Claire Hsu, founder of the Hong Kong-based Asia Art Archive, is one of many who have benefited from the course. “The programme appealed to me because I can’t think of anything more important—teachings that enable you to live your life more fully, to be free of the noise of the ego and the pain patterns we perpetuate,” she says. “[Sadhguru] dispels the idea that the spiritual journey is for a select few, that one needs to live in a cave or belong to an organised belief or religious system. Like anything in life, the teachings one puts into place will shape the way you see
the world.”

This pragmatic and accessible approach to spirituality has gained Sadhguru millions of followers around the world; while they include celebrities such as Matthew McConaughey and Will Smith, his perspective has made him a far more relatable spiritual figure than the gilded gurus before him—think Osho with his customised yellow-gold Rolex and fleet of 93 Rolls-Royces, or Bikram Choudhury’s extravagant collection of 40-odd luxury vehicles.
And he wants as many people as possible to benefit from his teachings. “We offer the Inner Engineering at 75 per cent off to all Indigenous persons,” Sadhguru says. “We also conduct yoga programmes in prisons all over Tamil Nadu for both prisoners and police alike.”

It seems the man simply, genuinely, wants to make the world a happier place.

····················

Quote the excerpt on Sadhguru word for word, starting at the words "And he wants" and stopping after "a happier place.". You won't need the records to do this.

(Collection entries)

····················

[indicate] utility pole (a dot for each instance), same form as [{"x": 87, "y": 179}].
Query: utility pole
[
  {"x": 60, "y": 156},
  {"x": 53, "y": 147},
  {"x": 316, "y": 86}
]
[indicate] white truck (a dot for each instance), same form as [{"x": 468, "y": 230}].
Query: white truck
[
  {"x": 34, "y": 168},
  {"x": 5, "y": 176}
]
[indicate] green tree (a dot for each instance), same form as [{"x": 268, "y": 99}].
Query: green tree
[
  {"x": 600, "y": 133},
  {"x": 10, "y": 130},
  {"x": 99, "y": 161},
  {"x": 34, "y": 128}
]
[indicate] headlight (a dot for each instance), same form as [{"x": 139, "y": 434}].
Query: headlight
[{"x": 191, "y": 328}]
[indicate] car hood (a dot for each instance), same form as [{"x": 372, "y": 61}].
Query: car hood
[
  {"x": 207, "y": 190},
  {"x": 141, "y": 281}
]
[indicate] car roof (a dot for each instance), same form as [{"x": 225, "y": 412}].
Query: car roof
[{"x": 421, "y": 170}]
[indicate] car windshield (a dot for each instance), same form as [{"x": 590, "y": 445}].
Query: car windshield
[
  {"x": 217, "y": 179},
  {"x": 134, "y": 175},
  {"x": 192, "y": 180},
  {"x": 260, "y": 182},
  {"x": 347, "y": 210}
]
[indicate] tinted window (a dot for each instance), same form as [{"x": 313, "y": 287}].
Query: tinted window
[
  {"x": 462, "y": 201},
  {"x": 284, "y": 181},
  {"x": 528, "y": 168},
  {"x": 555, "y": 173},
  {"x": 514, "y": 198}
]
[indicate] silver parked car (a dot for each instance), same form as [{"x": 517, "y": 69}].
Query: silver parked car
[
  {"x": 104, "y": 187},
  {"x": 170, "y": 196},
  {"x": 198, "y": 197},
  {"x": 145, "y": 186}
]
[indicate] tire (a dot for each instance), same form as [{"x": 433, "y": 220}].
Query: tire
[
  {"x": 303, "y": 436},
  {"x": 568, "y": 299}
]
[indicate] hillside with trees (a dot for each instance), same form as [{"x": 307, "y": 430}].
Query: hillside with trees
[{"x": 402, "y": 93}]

····················

§ Expected output:
And he wants as many people as possible to benefit from his teachings. “We offer the Inner Engineering at 75 per cent off to all Indigenous persons,” Sadhguru says. “We also conduct yoga programmes in prisons all over Tamil Nadu for both prisoners and police alike.”

It seems the man simply, genuinely, wants to make the world a happier place.